---------- Raw records

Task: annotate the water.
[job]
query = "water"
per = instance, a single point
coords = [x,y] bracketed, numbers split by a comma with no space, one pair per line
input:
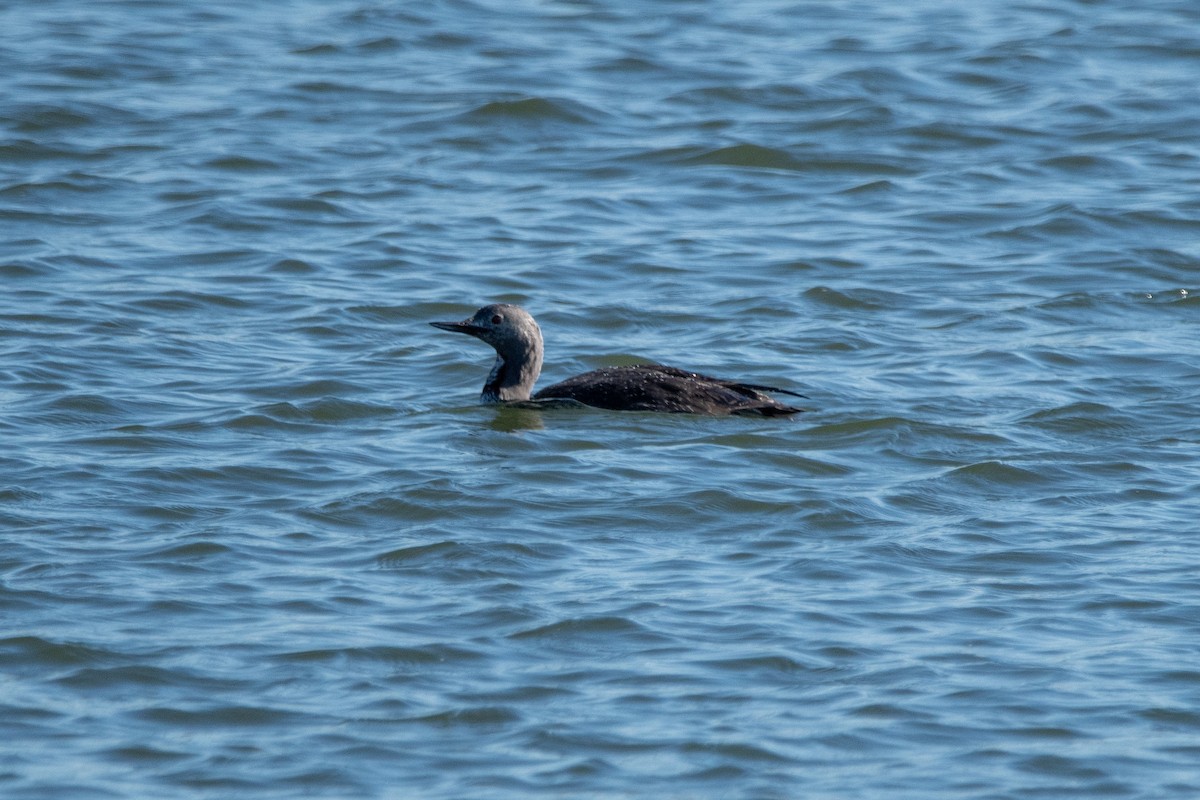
[261,541]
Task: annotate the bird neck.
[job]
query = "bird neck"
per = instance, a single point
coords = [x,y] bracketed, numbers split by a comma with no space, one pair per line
[511,379]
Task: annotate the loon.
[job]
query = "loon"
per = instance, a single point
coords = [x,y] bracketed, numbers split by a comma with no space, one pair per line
[516,337]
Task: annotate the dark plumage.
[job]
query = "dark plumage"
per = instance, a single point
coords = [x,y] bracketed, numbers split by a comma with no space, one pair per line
[517,341]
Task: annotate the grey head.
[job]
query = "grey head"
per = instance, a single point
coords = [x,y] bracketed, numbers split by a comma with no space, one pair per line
[516,338]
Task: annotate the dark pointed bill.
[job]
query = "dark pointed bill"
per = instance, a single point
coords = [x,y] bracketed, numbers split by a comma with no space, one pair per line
[465,326]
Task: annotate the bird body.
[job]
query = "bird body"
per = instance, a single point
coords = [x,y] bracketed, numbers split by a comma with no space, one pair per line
[517,341]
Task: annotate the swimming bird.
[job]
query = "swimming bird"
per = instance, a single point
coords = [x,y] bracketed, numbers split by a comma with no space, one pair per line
[517,341]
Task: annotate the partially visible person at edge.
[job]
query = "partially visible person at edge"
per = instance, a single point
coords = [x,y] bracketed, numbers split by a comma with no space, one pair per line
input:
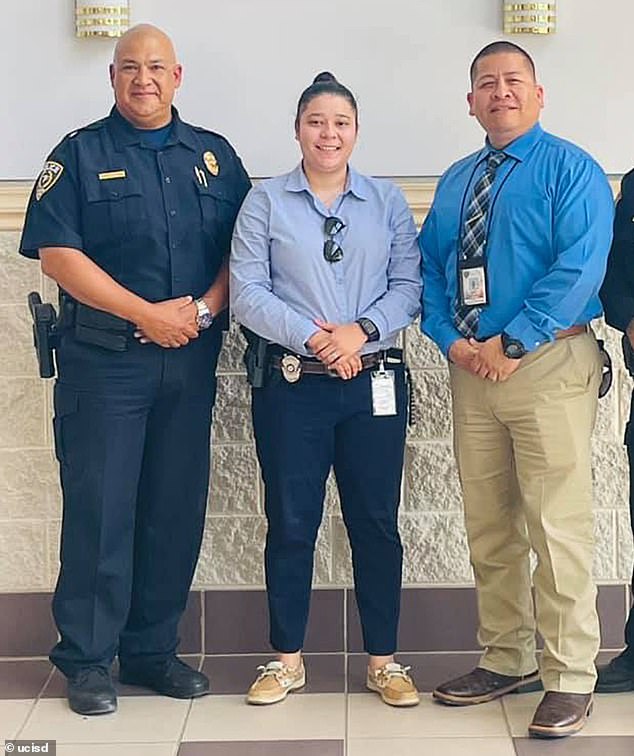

--------------------

◆ Task prompt
Report each line of the material above that contains the string "visible". Case counts.

◆ Finished exercise
Task: annotate the partially visible person at edge.
query = "partially visible person at edge"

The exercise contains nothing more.